> INSTRUCTIONS TO FOLLOW: Each line from the beginning of the data below through the line containing "locate: green stem" should be repeated exactly, please.

> MATERIAL FOR THIS TASK:
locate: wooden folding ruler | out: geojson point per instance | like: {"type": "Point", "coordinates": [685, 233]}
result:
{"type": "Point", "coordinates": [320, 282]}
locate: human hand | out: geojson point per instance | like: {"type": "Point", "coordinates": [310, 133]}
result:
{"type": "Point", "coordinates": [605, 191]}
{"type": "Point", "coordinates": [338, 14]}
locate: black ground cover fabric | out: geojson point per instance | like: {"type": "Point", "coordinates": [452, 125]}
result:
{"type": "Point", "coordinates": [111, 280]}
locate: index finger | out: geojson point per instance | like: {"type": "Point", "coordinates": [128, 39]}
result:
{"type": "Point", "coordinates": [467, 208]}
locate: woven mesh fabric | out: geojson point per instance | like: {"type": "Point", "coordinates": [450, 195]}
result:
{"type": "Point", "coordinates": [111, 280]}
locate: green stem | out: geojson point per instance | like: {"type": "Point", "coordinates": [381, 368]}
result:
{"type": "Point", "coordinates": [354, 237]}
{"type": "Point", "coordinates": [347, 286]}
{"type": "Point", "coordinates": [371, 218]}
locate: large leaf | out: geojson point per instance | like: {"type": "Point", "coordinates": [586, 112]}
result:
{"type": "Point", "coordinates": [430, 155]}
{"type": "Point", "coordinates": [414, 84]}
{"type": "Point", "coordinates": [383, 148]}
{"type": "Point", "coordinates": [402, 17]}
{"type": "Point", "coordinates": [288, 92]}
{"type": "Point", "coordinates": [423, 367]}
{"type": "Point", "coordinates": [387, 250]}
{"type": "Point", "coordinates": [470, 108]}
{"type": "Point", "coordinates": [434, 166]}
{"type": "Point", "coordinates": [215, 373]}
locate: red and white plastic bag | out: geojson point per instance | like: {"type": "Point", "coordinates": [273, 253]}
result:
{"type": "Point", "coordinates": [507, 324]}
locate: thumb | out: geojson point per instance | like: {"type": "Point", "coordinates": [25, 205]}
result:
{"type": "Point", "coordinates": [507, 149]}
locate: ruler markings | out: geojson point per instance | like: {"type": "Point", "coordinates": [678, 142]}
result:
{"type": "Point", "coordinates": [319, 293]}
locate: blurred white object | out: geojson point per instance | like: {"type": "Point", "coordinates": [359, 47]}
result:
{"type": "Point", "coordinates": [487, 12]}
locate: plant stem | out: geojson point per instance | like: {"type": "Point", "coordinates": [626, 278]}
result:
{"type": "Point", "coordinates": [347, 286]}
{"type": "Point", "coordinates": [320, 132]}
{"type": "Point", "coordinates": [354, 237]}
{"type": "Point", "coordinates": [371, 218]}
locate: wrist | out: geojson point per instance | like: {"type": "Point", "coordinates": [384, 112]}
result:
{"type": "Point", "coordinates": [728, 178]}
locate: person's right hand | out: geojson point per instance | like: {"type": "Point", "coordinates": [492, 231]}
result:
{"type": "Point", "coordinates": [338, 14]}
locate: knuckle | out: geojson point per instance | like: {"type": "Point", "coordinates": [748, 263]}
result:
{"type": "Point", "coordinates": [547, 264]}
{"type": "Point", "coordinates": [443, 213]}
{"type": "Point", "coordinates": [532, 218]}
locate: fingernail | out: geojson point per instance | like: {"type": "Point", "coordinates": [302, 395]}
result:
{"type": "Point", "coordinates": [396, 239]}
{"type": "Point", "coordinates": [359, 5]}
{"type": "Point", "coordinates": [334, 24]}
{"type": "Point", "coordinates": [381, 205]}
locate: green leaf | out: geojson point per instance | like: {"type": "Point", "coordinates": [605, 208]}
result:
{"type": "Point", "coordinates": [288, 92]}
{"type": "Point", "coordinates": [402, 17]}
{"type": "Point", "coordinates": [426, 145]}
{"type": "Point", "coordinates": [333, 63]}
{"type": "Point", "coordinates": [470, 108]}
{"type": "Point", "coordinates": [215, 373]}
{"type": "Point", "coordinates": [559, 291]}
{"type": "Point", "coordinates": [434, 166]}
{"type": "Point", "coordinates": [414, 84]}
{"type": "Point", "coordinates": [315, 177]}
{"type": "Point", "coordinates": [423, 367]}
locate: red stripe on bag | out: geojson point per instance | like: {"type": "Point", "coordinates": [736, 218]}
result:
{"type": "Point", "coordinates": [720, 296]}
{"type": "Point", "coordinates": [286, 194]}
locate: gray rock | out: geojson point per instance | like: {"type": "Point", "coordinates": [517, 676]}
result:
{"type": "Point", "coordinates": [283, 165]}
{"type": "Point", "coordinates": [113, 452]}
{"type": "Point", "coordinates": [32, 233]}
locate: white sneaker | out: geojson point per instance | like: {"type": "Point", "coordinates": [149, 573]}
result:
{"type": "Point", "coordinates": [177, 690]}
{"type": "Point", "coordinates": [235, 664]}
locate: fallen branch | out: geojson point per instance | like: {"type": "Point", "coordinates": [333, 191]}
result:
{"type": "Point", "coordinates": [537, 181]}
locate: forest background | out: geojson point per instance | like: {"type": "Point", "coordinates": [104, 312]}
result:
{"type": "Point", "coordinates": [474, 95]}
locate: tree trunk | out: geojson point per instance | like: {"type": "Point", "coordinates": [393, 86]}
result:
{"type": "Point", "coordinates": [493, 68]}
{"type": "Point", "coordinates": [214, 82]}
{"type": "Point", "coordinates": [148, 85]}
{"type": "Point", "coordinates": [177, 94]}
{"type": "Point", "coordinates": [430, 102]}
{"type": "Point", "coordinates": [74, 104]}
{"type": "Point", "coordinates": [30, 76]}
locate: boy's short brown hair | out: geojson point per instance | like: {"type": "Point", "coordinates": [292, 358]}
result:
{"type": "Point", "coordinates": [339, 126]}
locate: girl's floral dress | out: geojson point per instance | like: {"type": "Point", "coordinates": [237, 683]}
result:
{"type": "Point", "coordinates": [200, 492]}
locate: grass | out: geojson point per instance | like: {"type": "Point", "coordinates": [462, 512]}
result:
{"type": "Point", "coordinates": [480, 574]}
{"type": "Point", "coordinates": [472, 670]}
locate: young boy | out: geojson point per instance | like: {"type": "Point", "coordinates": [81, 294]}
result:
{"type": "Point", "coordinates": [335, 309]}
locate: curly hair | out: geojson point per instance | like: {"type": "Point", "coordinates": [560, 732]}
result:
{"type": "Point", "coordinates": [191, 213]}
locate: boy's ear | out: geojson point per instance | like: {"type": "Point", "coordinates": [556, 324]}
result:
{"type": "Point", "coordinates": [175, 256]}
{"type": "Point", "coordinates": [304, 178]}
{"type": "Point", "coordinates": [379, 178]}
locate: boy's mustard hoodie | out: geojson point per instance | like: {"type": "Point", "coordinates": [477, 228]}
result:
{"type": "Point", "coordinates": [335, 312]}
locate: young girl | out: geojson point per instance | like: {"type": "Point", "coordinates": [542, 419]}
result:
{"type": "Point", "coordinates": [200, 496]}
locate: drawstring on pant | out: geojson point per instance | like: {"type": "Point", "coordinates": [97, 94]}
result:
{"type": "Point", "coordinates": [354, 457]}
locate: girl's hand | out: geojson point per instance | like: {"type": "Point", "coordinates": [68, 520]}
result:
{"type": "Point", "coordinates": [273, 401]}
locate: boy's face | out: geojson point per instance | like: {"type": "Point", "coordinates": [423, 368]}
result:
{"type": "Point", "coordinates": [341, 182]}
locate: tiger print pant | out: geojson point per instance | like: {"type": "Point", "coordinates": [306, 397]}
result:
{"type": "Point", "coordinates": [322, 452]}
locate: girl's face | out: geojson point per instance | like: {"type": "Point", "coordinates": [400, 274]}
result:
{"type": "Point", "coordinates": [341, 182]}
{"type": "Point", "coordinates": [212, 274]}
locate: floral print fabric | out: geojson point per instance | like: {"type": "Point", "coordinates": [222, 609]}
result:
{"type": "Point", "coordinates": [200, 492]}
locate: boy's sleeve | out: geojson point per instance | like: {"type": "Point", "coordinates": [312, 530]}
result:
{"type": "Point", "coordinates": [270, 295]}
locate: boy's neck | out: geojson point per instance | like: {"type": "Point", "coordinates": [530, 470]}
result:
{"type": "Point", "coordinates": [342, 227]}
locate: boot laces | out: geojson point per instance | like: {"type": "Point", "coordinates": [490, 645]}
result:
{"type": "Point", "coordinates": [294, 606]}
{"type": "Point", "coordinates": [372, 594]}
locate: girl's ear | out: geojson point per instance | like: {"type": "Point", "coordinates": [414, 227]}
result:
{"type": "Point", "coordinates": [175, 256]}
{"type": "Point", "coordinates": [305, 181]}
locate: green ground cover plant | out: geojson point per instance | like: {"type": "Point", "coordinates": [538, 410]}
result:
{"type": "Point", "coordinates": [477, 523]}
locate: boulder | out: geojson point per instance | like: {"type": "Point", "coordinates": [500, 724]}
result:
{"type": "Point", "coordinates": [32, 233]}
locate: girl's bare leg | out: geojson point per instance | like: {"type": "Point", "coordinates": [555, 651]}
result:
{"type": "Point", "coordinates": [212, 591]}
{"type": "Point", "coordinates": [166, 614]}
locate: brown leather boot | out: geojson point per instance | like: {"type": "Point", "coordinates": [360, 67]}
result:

> SOLUTION TO THE PROBLEM:
locate: wooden folding ruler | out: geojson point per instance | like: {"type": "Point", "coordinates": [685, 233]}
result:
{"type": "Point", "coordinates": [320, 282]}
locate: human hand | out: geojson point per instance | like: {"type": "Point", "coordinates": [310, 133]}
result:
{"type": "Point", "coordinates": [605, 191]}
{"type": "Point", "coordinates": [338, 14]}
locate: black ground cover fabric | out: geojson point per instance | like: {"type": "Point", "coordinates": [452, 125]}
result:
{"type": "Point", "coordinates": [111, 280]}
locate: index finger | out: geojson point per instance | like: {"type": "Point", "coordinates": [128, 39]}
result:
{"type": "Point", "coordinates": [467, 208]}
locate: woven mesh fabric | out: geojson point per instance | like: {"type": "Point", "coordinates": [450, 195]}
result:
{"type": "Point", "coordinates": [111, 280]}
locate: green stem | out: geojson point per instance | like: {"type": "Point", "coordinates": [381, 368]}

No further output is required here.